WHAT THE EXERCISE ASKS => Locate every line in the records below that holds the word "side" and return each one.
═════ DATA LISTING ═════
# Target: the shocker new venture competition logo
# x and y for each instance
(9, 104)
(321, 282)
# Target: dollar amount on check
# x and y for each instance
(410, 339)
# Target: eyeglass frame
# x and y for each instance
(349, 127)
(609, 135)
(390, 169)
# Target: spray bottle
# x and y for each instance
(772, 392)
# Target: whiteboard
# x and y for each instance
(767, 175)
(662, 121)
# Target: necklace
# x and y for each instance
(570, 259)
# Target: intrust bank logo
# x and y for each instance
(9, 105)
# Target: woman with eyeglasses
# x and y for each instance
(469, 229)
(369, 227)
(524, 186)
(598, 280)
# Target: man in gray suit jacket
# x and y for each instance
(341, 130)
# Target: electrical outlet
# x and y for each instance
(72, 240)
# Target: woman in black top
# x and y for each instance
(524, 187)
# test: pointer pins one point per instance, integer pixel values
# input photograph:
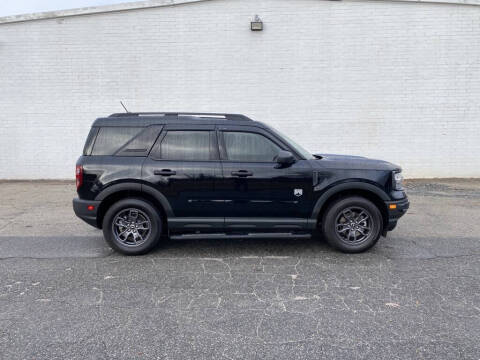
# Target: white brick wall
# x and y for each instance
(392, 80)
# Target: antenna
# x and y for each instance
(124, 107)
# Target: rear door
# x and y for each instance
(184, 166)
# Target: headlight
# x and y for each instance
(397, 178)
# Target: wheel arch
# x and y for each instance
(366, 190)
(117, 192)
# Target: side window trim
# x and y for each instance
(92, 137)
(223, 148)
(125, 151)
(156, 154)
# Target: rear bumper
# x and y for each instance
(401, 207)
(81, 209)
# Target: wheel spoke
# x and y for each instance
(131, 227)
(354, 224)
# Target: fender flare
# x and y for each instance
(142, 188)
(351, 185)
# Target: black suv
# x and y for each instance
(197, 175)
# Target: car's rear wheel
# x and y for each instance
(352, 224)
(132, 226)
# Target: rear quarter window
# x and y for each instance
(111, 139)
(87, 149)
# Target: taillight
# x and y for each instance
(79, 175)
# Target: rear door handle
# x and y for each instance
(165, 172)
(242, 173)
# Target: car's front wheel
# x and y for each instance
(132, 226)
(352, 224)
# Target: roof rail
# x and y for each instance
(237, 117)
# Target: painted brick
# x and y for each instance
(392, 80)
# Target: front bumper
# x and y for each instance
(396, 209)
(82, 210)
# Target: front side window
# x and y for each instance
(249, 147)
(110, 139)
(185, 145)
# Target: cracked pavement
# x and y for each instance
(65, 295)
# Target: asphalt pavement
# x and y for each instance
(64, 294)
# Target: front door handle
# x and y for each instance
(242, 173)
(165, 172)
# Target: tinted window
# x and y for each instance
(249, 147)
(186, 145)
(87, 149)
(110, 139)
(141, 145)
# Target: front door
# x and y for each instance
(184, 166)
(257, 192)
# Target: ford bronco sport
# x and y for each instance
(197, 175)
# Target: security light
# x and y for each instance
(256, 24)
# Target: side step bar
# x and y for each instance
(241, 236)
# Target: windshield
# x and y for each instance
(298, 148)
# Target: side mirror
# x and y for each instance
(284, 158)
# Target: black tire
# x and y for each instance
(344, 229)
(134, 238)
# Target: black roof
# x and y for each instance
(152, 118)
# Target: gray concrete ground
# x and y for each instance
(65, 295)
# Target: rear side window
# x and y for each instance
(87, 149)
(249, 147)
(185, 145)
(110, 139)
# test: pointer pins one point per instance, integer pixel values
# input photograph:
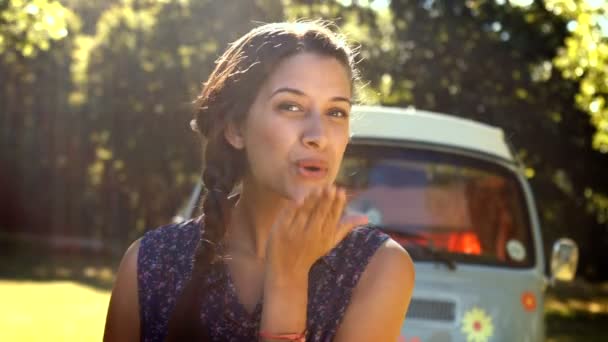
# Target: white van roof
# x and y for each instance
(415, 125)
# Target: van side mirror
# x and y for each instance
(564, 260)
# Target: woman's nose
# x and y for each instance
(315, 135)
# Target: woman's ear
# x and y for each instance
(234, 135)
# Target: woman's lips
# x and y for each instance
(312, 169)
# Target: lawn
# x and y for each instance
(69, 311)
(51, 311)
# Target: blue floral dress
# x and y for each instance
(165, 263)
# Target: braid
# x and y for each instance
(226, 99)
(219, 177)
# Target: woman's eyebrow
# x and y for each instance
(301, 93)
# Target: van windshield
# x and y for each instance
(470, 210)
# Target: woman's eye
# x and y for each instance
(339, 113)
(290, 107)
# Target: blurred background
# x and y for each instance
(95, 146)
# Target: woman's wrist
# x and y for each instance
(285, 303)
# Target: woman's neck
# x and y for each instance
(252, 219)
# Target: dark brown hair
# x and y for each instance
(227, 97)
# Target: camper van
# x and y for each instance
(451, 192)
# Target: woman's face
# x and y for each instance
(298, 126)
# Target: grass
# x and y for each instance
(64, 297)
(51, 311)
(70, 311)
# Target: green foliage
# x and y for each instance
(30, 26)
(584, 57)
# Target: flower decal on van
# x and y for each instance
(477, 325)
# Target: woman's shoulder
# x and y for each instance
(351, 256)
(168, 248)
(173, 234)
(360, 243)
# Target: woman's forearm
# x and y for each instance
(285, 305)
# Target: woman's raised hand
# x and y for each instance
(305, 232)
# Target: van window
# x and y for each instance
(471, 210)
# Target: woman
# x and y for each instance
(277, 261)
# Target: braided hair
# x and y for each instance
(226, 98)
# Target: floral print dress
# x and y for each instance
(165, 263)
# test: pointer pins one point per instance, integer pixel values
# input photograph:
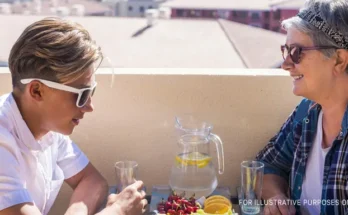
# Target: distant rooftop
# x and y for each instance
(48, 8)
(259, 5)
(258, 48)
(220, 4)
(289, 4)
(176, 43)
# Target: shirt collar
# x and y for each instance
(23, 132)
(344, 125)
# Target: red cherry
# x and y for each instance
(180, 212)
(176, 206)
(171, 211)
(189, 210)
(168, 205)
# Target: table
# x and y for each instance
(163, 191)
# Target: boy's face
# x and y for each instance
(59, 110)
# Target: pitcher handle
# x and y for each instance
(220, 151)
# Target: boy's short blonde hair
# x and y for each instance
(53, 49)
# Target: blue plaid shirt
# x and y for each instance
(287, 153)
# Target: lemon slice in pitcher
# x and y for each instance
(193, 159)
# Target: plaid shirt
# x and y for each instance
(287, 153)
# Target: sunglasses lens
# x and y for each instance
(284, 52)
(295, 53)
(85, 96)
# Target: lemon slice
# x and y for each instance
(216, 208)
(216, 197)
(193, 159)
(219, 201)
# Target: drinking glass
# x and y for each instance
(126, 172)
(251, 187)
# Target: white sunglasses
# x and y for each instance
(83, 94)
═════
RESPONSE =>
# Target: side window trim
# Target: front side window
# Target: side step bar
# Target: side mirror
# Target: rear side window
# Target: van side mirror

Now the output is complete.